BEGIN Data to examine

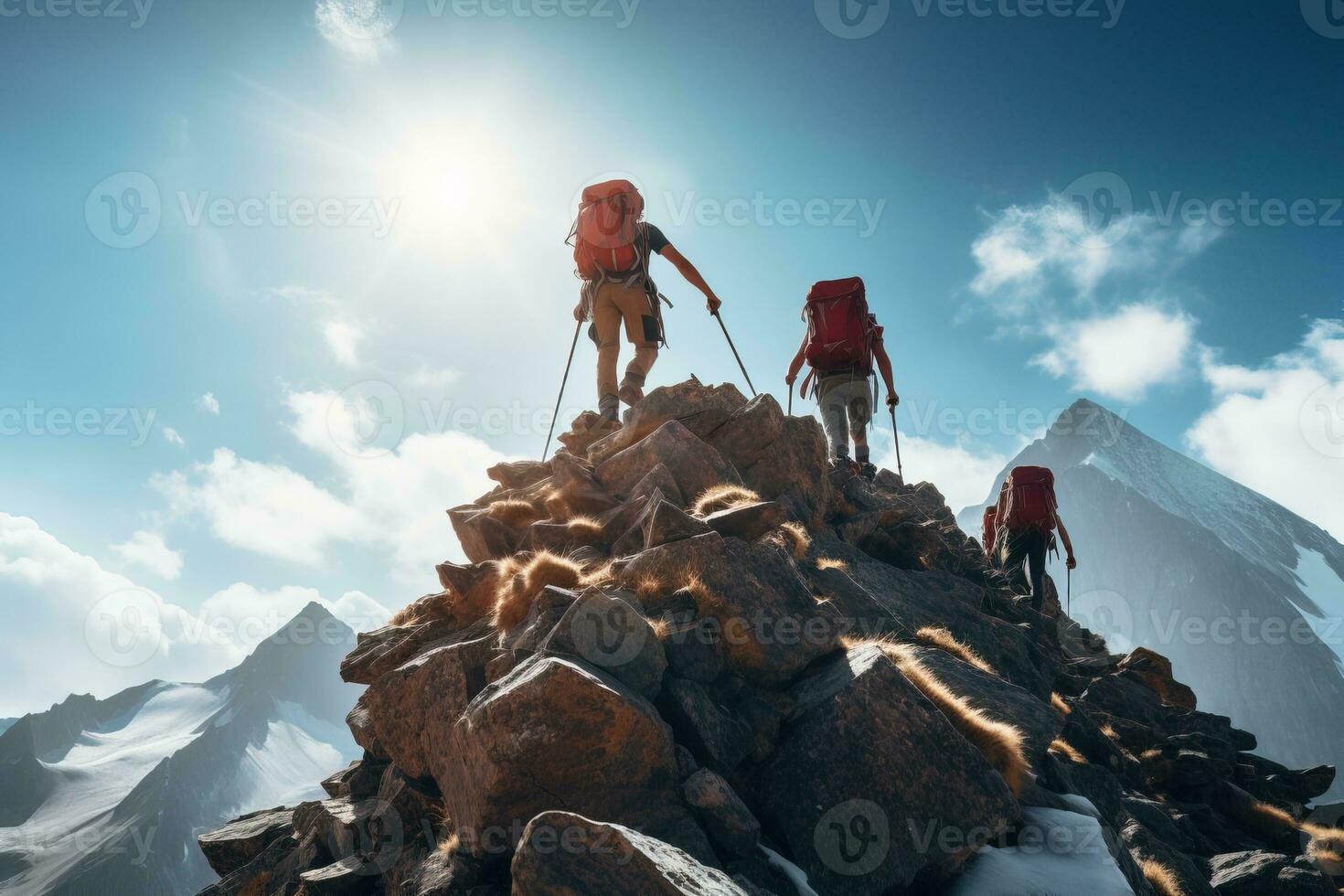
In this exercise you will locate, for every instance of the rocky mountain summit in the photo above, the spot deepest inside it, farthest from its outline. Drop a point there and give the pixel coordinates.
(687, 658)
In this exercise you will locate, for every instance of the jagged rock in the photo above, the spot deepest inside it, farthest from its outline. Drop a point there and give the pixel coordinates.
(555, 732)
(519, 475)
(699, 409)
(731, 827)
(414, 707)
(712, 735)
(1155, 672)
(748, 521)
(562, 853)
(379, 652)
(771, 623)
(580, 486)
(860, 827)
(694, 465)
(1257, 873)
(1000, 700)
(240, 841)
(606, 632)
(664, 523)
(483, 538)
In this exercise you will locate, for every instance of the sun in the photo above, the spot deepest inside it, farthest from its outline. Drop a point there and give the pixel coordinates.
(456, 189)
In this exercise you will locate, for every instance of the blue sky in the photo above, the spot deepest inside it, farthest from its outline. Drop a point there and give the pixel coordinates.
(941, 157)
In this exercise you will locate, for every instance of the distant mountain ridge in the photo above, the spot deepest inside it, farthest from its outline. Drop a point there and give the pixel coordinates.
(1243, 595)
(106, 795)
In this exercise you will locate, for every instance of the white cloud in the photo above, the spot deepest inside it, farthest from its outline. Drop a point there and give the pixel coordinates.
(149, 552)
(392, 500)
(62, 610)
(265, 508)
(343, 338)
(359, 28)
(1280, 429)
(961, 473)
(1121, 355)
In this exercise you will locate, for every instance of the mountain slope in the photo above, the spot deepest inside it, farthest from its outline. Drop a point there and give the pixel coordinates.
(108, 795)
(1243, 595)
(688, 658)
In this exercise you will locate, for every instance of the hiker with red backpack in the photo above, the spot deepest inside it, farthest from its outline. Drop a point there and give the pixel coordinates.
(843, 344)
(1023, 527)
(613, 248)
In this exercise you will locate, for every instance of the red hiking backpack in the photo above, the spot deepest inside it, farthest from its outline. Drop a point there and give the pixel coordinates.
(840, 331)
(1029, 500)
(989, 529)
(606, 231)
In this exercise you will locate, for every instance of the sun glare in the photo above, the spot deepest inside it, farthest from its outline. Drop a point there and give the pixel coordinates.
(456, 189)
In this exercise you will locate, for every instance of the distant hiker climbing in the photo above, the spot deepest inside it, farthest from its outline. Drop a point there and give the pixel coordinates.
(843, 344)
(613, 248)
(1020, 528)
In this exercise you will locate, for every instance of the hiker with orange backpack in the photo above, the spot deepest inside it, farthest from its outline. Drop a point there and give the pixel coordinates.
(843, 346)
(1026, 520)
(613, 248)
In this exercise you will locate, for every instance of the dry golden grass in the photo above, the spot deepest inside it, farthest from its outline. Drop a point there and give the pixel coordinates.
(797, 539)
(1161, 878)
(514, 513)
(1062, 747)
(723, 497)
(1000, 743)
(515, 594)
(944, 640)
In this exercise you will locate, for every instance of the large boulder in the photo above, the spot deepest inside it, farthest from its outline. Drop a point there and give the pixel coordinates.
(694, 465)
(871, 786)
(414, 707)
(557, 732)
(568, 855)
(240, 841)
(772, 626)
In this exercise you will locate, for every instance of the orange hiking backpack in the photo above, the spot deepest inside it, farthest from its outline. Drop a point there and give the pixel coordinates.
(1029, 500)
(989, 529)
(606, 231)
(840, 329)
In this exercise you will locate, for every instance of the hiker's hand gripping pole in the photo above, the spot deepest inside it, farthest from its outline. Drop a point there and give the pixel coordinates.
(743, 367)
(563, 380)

END Data to examine
BEGIN Data to examine

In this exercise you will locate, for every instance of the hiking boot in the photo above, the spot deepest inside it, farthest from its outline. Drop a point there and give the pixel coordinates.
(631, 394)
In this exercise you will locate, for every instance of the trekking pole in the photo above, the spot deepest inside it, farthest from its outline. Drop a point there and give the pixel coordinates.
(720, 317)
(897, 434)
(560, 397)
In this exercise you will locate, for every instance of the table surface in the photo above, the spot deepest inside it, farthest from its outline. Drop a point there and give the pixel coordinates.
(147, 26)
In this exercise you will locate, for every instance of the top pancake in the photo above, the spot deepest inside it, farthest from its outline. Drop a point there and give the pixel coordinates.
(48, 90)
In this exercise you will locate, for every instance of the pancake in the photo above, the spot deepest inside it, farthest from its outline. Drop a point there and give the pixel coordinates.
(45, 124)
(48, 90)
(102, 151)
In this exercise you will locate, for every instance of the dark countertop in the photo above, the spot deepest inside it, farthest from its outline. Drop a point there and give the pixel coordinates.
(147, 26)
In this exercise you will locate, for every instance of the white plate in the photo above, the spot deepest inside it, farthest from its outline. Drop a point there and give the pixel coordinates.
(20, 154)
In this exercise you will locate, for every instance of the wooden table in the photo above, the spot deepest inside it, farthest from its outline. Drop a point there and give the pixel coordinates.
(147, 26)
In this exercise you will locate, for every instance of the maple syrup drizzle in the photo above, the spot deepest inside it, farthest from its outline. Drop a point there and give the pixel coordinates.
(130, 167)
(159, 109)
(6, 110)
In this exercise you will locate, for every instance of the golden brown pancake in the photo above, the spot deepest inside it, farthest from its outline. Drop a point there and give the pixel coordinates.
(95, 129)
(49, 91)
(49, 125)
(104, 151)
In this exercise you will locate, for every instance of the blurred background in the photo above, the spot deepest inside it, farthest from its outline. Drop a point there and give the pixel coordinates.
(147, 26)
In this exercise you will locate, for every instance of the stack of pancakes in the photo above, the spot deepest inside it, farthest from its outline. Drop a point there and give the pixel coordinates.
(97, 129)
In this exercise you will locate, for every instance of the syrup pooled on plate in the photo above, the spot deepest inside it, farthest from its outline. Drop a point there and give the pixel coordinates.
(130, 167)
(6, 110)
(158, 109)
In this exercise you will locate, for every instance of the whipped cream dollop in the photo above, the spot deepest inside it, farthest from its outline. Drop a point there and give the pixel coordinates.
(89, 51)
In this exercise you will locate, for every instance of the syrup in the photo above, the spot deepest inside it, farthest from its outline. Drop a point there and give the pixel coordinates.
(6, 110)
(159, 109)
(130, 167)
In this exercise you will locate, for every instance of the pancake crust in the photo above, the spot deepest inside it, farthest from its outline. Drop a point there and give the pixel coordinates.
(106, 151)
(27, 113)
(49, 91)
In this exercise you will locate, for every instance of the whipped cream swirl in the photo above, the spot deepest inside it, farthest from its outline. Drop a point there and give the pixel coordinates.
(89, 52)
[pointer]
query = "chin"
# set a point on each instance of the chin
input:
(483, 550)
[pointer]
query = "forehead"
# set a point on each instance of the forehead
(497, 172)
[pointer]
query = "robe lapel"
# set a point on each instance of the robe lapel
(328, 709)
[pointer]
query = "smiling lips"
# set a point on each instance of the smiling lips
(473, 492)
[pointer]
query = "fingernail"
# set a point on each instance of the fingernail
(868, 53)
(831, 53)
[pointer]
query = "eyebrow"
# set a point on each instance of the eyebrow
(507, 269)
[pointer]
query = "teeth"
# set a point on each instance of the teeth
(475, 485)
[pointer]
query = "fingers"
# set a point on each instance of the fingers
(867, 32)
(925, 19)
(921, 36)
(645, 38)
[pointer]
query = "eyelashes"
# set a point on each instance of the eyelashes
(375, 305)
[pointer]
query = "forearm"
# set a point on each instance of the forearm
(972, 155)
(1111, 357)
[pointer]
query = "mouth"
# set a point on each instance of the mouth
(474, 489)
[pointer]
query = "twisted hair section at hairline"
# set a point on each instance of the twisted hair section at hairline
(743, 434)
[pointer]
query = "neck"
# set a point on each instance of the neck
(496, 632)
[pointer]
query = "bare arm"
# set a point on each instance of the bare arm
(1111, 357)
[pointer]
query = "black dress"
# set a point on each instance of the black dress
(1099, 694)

END Data to examine

▸ **Task brief**: Determine the number of lines in the records that include the string "chin", and respond with that number only.

▸ **Response area**: 2